GIVEN PROBLEM: Write out, exactly as they appear, only the lines running from the line with "Could you please point out the white sliding" to the final line of the listing; include both.

··· MATERIAL SUPPLIED

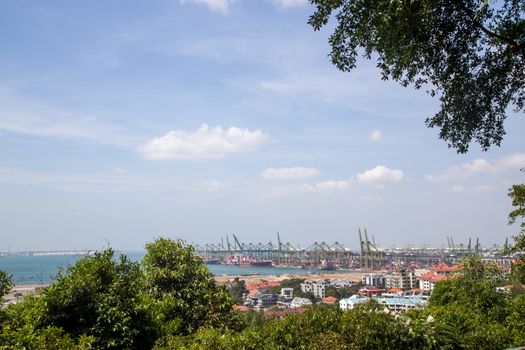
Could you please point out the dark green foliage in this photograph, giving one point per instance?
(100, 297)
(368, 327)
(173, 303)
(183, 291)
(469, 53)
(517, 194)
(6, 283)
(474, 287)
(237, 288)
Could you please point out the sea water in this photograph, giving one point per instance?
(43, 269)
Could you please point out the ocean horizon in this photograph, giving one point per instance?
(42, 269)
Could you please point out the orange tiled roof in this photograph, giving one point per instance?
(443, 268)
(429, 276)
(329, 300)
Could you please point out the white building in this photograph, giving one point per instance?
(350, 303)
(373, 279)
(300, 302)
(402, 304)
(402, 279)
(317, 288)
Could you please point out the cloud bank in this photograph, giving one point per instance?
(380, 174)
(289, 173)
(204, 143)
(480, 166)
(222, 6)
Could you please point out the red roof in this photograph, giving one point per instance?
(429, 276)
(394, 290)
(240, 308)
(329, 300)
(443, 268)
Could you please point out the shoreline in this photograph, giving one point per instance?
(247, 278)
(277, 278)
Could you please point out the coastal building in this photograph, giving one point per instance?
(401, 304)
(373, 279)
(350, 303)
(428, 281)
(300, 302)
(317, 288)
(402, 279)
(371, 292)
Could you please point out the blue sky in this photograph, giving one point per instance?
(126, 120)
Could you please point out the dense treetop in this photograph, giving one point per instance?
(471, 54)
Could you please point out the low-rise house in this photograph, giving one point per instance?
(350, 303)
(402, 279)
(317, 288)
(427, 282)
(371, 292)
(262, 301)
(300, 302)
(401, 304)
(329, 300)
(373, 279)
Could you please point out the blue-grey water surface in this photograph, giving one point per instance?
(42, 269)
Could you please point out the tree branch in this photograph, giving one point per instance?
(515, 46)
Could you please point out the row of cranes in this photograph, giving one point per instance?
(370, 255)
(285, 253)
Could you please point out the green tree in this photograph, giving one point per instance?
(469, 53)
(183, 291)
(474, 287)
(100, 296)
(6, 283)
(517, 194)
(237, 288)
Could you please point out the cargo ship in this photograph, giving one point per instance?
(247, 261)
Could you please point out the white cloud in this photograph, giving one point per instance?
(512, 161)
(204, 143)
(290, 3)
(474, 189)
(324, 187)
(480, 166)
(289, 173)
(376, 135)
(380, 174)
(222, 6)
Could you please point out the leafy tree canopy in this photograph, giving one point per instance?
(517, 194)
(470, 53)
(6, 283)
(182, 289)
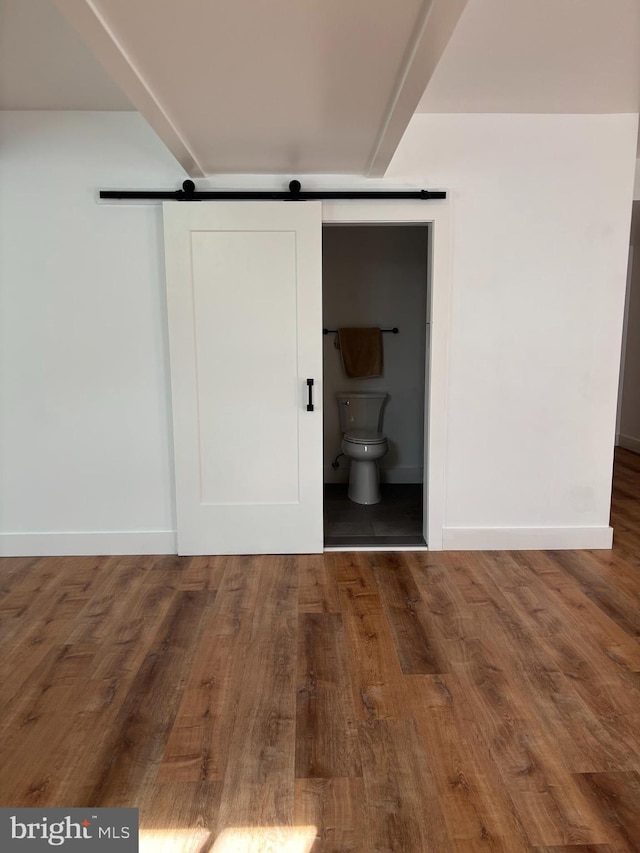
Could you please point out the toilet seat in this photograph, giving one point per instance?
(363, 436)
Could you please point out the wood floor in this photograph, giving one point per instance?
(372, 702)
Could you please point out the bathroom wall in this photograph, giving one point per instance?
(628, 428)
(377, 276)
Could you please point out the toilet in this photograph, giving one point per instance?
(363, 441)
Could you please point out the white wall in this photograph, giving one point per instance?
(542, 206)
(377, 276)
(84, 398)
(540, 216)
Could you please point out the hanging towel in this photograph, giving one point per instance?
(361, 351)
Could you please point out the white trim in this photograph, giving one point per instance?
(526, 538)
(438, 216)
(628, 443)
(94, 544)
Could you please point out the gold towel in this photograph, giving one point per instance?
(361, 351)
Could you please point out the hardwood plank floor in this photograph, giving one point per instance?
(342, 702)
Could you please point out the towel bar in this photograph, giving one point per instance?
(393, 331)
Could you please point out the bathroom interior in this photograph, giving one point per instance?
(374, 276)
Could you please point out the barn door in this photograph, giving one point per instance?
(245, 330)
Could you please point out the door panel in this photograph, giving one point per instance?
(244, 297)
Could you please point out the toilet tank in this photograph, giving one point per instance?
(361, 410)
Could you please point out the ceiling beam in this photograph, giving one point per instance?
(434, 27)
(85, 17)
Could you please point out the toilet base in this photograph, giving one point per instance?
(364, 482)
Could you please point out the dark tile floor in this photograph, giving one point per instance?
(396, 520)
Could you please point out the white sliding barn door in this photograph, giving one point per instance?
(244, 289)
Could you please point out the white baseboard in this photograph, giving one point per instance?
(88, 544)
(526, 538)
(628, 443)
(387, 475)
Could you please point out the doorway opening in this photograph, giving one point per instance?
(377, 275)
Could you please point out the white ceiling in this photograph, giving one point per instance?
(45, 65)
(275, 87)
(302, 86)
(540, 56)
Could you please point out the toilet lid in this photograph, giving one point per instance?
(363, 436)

······

OUTPUT FOR THIS EXERCISE:
Could you please point out the white sliding barn door in this photograph, giving one point per instance?
(244, 289)
Could you please point out the white baseboard in this photograph, giving one point per instance?
(88, 544)
(526, 538)
(628, 443)
(387, 475)
Could you please point out the doorway opening in this photograph, giving one point per instance?
(377, 275)
Could you please point out the white ceiling in this photograph, giving one point per instance?
(45, 65)
(275, 87)
(302, 86)
(540, 56)
Could you please point out the toilet lid in this photograph, giving one point per instance?
(363, 436)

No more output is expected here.